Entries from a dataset
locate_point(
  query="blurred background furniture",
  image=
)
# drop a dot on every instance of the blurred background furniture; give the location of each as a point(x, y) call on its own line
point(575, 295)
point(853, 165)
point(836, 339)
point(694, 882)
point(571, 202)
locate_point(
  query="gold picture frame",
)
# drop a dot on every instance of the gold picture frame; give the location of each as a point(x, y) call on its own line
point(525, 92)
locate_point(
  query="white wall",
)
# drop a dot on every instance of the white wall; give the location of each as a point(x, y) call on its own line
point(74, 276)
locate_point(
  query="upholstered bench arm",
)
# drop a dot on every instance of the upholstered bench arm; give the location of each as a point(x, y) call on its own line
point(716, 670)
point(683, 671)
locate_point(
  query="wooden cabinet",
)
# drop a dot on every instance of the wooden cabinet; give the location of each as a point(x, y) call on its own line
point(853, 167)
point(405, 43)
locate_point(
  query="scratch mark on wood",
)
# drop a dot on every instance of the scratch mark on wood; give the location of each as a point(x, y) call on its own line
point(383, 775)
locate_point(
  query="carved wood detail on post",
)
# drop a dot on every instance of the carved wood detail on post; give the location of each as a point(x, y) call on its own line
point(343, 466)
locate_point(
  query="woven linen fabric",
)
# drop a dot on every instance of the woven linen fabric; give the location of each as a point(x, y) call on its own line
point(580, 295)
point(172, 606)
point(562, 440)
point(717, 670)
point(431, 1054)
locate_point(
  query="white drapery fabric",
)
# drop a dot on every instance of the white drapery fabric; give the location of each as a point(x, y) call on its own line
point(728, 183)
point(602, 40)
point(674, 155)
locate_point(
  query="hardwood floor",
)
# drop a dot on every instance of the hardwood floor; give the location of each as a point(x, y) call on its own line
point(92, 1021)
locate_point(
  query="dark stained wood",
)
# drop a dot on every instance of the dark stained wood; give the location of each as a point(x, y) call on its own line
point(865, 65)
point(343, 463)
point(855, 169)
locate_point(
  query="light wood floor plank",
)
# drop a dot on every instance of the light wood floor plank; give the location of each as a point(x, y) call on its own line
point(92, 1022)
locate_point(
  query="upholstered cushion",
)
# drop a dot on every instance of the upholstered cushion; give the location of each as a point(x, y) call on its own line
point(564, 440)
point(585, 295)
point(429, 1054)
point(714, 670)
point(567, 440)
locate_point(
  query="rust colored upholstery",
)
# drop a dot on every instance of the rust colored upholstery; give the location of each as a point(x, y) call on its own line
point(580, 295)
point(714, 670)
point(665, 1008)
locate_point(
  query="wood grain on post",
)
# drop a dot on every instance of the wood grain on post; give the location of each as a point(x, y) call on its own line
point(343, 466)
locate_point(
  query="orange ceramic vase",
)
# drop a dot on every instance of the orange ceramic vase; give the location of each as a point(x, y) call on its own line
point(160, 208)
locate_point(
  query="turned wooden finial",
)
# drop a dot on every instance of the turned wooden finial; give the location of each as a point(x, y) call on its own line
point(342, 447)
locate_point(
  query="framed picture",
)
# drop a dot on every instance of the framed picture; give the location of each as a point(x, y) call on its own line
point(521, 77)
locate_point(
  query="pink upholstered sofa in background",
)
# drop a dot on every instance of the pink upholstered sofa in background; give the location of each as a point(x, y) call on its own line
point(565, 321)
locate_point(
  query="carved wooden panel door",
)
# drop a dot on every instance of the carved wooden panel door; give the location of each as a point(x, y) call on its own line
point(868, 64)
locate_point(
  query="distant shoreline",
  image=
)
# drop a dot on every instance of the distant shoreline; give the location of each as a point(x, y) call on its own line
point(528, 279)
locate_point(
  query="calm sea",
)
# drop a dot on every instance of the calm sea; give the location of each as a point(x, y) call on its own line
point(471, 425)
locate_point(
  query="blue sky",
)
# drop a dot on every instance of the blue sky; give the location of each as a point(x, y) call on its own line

## Directions for this task
Write out all of the records above exactly as they appear.

## Correct output
locate_point(
  query="blurred background furniture",
  image=
)
# drop a dot on every instance of the blurred background furniture; give the location of each as a point(x, y) call on its own line
point(575, 295)
point(853, 165)
point(836, 339)
point(694, 882)
point(571, 202)
locate_point(
  query="gold picture frame",
)
# drop a dot on every instance of the gold picture frame; give the location of each as a point(x, y) call on its own line
point(525, 92)
locate_point(
  query="white wall",
)
# drop a dot on every instance of the white wall; give the location of each as a point(x, y) call on its own line
point(74, 276)
locate_point(
  query="upholstered bench arm",
)
# drop a dot on every instance of the upholstered bench arm; give the location of each as a point(x, y) call on its own line
point(716, 670)
point(683, 671)
locate_point(
  query="wooden cabinet",
)
# drop a dot on every instance of the wooden cabinet; give the location of each as a point(x, y) call on its own line
point(853, 167)
point(405, 43)
locate_point(
  query="scratch mark on wood",
)
# drop a dot on every instance of the scratch mark on wood; give the location of each as a point(x, y) call on its own line
point(383, 775)
locate_point(
  query="carved wood detail on post",
)
# drop a dot on every instance of the carved wood detail on post; give the location of each as a point(x, y) call on its own line
point(343, 466)
locate_point(
  query="woven linen fabric",
)
# drop a dot on every instance of the woven linen fabric; give the location of each as a point(x, y) call on its own line
point(580, 295)
point(172, 606)
point(562, 440)
point(717, 670)
point(431, 1054)
locate_point(
  query="white drapery fabric",
)
# drop a dot on every instance of the white drapery fabric; give the location of each as a point(x, y) call on its own line
point(728, 183)
point(602, 40)
point(674, 155)
locate_point(
  query="hardwood floor",
)
# drop a dot on every instance of the hardwood floor; give the location of each as a point(x, y) call on its own line
point(92, 1021)
locate_point(
  query="dark stained wood",
)
# drop a dot on every instance of the dark stained wood; give the location of each as a point(x, y) call on its own line
point(865, 65)
point(343, 463)
point(855, 169)
locate_point(
  query="light wood floor plank",
)
# drop a dot on every instance of the light wood floor plank; give the location of each as a point(x, y) call on its own line
point(92, 1022)
locate_point(
  query="upholstered cushion",
)
# drop a dot on every instance of the upholstered cushion; give the location of each as a point(x, y) call on its own line
point(564, 440)
point(585, 295)
point(429, 1054)
point(714, 670)
point(567, 440)
locate_point(
  query="rust colored upholstery",
)
# drop a dot on every instance of the rust colored upholstery; give the location of each as a point(x, y) call on its own line
point(580, 295)
point(714, 670)
point(665, 1008)
locate_point(
  query="wood grain on post",
)
# drop a dot on every instance of the wood grain on post; give the location of each as a point(x, y) call on its own line
point(343, 466)
locate_point(
  query="orange ceramic vase",
)
# drop a dot on every instance of the orange ceramic vase; give the location of each as a point(x, y) call on its own line
point(160, 208)
locate_point(
  query="turned wooden finial",
)
# drop a dot on every instance of the turned wooden finial; give the location of each as a point(x, y) call on its own line
point(342, 447)
locate_point(
  query="framed picture",
)
# drop a dot on every instance of the framed picture; give the location of each as a point(x, y) call on its own line
point(521, 77)
locate_point(
  query="pink upholstered sofa in background",
)
# drop a dot on every instance of the pink upholstered sofa in background; give the location of each as a point(x, y) call on its own line
point(565, 321)
locate_point(
  query="carved wooden panel door",
)
# drop a dot on every instance of the carved wooden panel door; give the location of each as a point(x, y) call on its own line
point(868, 64)
locate_point(
  query="distant shoreline",
  image=
)
# drop a dot on every instance of the distant shoreline; give the location of each as a point(x, y) call on its own line
point(528, 279)
locate_point(
  query="calm sea",
)
# drop a dot on every instance of the calm sea; give the location of each as a point(x, y) call on its own line
point(471, 425)
locate_point(
  query="blue sky",
)
# drop a dot on every instance of the blue sky; give the location of each as a point(x, y) call on its own line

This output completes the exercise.